## STATED GOAL
Take the line that has "64, row 76." in it and every line after it to the end of the entries, and reproduce them exactly.

## INFORMATION SUPPLIED
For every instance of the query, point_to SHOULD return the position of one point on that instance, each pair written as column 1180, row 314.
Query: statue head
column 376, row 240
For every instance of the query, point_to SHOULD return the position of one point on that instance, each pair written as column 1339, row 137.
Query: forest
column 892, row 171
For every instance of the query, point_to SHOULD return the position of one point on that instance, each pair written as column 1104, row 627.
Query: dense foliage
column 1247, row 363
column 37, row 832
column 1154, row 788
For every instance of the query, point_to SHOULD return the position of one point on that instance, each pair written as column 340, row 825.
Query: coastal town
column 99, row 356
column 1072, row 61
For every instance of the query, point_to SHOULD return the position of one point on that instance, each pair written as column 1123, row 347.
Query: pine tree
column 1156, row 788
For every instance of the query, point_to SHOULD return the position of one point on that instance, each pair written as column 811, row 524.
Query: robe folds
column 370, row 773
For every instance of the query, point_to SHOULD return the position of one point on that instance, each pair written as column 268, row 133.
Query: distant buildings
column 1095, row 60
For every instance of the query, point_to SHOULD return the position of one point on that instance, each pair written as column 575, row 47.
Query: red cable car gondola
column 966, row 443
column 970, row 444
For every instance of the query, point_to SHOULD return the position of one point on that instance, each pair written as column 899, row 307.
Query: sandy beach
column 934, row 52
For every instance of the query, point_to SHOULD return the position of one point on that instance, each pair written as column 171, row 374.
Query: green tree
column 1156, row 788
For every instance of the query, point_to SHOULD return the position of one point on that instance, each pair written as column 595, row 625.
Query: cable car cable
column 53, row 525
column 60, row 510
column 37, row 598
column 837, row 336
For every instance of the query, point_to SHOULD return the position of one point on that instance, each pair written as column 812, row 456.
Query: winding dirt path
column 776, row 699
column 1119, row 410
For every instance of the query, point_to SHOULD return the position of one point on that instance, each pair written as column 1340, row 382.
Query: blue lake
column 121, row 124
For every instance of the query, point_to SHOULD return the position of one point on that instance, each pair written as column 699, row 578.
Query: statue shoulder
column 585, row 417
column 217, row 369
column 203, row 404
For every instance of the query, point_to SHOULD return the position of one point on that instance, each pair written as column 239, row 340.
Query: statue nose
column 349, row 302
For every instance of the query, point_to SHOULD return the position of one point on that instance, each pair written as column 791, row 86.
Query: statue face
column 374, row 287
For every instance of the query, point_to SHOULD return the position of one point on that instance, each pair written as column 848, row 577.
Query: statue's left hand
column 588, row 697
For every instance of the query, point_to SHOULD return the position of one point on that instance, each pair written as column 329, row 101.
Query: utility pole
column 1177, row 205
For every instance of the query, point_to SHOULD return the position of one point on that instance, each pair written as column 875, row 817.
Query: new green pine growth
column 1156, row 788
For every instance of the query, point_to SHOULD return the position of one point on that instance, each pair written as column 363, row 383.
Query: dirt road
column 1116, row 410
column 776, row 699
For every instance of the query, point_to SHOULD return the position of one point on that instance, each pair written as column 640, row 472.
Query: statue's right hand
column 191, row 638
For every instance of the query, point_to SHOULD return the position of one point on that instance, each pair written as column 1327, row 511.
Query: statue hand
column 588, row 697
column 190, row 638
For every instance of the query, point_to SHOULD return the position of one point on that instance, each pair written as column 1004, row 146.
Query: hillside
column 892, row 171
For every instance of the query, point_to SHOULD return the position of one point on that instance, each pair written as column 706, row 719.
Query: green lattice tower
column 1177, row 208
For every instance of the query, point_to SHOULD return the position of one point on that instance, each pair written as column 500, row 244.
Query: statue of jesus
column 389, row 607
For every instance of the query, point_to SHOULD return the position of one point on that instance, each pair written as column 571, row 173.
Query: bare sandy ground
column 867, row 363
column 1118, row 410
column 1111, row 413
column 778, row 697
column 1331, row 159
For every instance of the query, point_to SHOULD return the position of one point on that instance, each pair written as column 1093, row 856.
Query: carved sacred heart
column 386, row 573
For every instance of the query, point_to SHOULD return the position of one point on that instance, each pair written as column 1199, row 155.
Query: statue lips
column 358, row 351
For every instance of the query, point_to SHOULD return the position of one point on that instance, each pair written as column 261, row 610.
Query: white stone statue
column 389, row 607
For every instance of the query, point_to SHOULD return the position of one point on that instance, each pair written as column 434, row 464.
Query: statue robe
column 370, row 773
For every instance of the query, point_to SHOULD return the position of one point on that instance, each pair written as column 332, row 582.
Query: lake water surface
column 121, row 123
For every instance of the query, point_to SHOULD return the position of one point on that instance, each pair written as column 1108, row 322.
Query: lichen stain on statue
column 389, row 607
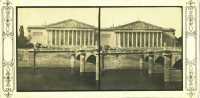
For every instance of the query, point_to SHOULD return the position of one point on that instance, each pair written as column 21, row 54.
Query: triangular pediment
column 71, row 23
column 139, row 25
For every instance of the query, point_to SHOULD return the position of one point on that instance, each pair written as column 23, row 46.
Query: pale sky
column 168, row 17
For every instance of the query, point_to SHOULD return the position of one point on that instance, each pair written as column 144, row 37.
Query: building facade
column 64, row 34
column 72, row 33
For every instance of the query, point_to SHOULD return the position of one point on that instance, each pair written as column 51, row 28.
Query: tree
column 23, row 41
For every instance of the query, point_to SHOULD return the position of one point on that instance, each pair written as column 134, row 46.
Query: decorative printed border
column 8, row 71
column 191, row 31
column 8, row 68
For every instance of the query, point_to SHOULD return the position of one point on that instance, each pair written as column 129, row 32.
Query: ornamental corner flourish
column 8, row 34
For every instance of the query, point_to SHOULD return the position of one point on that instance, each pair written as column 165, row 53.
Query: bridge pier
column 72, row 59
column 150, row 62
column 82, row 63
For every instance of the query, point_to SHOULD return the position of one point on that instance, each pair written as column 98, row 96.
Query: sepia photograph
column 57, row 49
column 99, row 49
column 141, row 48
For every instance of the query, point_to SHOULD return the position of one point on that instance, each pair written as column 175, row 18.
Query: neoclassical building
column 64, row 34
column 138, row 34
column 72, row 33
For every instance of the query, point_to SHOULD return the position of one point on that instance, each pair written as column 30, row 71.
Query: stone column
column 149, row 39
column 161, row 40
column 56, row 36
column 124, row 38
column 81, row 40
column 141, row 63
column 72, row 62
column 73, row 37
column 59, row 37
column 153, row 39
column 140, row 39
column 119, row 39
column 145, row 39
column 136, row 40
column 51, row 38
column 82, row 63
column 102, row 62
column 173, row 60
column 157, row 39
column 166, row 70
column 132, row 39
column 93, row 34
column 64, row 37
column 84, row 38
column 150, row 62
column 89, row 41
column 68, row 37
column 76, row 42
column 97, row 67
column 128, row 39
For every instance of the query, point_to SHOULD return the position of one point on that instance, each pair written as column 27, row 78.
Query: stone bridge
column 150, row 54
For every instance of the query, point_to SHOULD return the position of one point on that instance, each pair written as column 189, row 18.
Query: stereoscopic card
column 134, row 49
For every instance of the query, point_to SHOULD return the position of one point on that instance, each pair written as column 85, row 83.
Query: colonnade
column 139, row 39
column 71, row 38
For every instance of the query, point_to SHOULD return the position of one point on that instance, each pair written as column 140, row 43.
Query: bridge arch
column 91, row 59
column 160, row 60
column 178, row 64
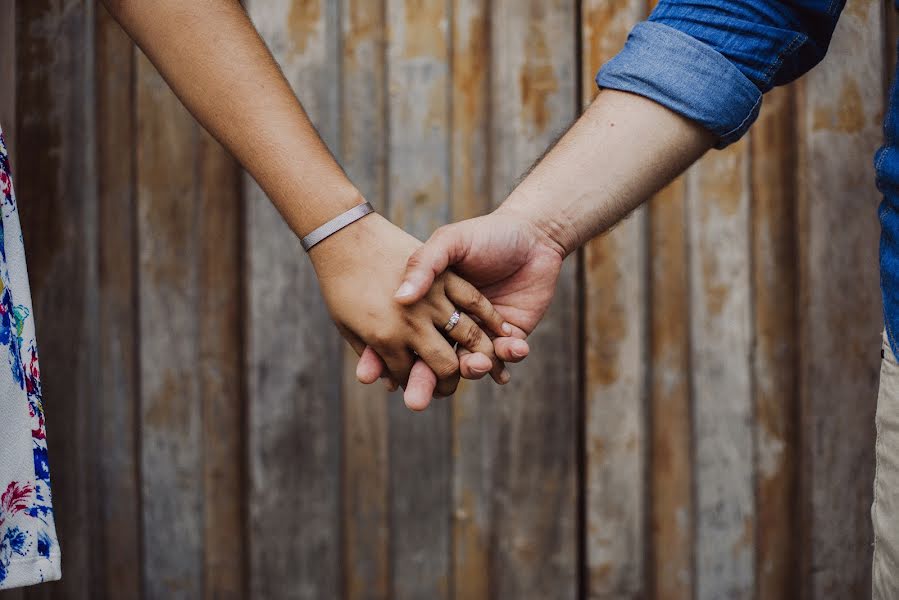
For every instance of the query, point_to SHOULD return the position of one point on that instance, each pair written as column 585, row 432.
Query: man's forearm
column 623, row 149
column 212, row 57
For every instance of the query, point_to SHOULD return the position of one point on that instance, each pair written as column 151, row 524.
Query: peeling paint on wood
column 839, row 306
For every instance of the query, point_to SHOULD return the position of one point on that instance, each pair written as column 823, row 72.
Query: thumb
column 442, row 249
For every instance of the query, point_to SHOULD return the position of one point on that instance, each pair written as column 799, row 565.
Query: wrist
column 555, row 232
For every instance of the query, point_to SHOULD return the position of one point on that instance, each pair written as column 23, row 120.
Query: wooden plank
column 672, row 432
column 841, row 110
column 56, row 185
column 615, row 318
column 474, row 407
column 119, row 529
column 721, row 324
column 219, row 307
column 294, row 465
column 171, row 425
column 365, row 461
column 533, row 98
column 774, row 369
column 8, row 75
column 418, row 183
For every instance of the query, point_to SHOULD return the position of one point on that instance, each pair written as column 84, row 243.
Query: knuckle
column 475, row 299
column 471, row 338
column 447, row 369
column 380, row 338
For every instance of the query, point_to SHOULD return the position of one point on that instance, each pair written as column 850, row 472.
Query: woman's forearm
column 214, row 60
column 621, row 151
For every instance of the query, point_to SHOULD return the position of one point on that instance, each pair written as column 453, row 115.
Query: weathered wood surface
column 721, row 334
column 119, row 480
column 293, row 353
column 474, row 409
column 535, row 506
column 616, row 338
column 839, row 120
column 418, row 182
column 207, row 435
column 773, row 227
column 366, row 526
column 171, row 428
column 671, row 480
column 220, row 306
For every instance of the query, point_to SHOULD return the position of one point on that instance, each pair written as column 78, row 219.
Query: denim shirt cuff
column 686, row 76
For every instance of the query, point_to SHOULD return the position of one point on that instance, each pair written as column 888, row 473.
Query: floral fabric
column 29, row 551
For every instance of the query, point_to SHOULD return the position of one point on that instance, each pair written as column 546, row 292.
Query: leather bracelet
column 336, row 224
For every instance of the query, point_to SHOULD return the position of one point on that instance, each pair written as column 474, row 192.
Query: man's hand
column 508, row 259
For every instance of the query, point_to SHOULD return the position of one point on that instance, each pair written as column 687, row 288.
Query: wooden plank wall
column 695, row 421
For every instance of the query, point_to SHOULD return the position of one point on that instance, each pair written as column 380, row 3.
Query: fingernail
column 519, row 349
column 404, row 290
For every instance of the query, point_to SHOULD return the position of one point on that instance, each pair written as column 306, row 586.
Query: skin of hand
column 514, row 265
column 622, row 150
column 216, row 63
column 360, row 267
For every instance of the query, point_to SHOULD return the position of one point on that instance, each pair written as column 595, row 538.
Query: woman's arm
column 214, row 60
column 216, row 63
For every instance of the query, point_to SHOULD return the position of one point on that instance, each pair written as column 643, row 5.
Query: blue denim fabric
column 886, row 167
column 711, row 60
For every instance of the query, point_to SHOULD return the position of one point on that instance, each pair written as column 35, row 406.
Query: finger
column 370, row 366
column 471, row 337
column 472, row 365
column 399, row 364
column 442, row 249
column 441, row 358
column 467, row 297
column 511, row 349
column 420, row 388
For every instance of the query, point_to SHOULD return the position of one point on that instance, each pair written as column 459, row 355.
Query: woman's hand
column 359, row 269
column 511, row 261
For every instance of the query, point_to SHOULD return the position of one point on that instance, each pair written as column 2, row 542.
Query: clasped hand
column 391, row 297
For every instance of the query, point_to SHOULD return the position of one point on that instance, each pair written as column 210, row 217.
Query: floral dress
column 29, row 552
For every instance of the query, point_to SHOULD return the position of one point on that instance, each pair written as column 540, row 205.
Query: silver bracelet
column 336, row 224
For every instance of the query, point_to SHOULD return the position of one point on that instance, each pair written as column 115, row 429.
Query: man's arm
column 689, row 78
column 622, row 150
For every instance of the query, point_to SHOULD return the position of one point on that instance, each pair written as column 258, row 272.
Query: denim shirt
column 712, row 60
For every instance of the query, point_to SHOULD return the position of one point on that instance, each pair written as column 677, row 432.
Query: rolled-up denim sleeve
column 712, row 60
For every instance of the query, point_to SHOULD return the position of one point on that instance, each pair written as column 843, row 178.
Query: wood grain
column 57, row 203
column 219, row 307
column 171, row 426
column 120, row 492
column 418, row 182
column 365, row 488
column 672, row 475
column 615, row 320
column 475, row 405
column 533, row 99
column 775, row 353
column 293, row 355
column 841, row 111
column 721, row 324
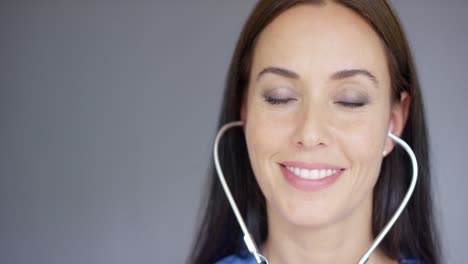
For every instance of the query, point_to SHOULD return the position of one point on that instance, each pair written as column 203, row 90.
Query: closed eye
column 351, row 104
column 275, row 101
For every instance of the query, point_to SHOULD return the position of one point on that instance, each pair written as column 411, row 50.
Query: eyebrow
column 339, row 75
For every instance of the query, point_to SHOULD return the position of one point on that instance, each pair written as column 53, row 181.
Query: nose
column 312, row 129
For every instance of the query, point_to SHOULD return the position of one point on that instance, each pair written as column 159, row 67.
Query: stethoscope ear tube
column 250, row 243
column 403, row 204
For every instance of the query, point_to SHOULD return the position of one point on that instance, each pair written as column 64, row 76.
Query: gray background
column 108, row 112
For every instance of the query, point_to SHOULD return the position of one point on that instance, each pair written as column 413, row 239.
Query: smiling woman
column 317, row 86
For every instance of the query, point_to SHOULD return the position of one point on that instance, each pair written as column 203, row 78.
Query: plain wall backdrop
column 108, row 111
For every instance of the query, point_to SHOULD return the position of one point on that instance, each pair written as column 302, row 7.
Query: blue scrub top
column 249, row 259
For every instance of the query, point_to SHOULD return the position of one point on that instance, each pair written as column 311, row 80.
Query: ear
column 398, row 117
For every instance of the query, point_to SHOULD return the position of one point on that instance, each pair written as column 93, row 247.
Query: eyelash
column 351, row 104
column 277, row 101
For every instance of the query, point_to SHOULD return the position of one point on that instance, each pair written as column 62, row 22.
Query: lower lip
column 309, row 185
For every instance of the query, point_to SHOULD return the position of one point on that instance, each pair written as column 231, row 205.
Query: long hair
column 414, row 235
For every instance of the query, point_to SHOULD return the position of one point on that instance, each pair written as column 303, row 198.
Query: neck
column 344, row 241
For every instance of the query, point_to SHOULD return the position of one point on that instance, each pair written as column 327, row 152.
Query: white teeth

## SOLUTION
For every instance of the query, point_to SHOULD return the position of one point on that instance, each pair written as column 64, row 76.
Query: gray background
column 108, row 112
For every instance of the query, point_to SHOULD return the position of one point on that instance, each pair written as column 413, row 239.
Query: smiling woman
column 317, row 86
For every instance of the query, point_to SHOULD return the position of one point on that instance, each pair written as column 203, row 78.
Query: plain wall backdrop
column 108, row 111
For every instance of the query, point_to SHOULD return the position of one point on that instance, each pair written as column 302, row 7.
Query: blue scrub top
column 249, row 259
For every instance of the query, point_to SHOULD return the position of one point on that instance, each pair written as column 311, row 80.
Query: ear
column 398, row 117
For every instance of the query, point_to SHOULD return the position of one point on that instance, each pair written as column 93, row 247.
Query: eyelash
column 351, row 104
column 277, row 101
For every instance of the query, point_to SHOULD return the position of one point on that instance, each pair written as column 62, row 22.
Query: lower lip
column 309, row 185
For every instance of the query, point_to SHOULD return the position of one point on that instance, each pair written as column 231, row 205.
Query: long hair
column 414, row 235
For every instance of the query, point_to SHOULD return the position of one point on that instance, each pair written as column 303, row 198.
Query: neck
column 344, row 241
For every instance of the query, point_to SHOULD return the position of one point on that instance, each pair written as column 327, row 152.
Query: white teeth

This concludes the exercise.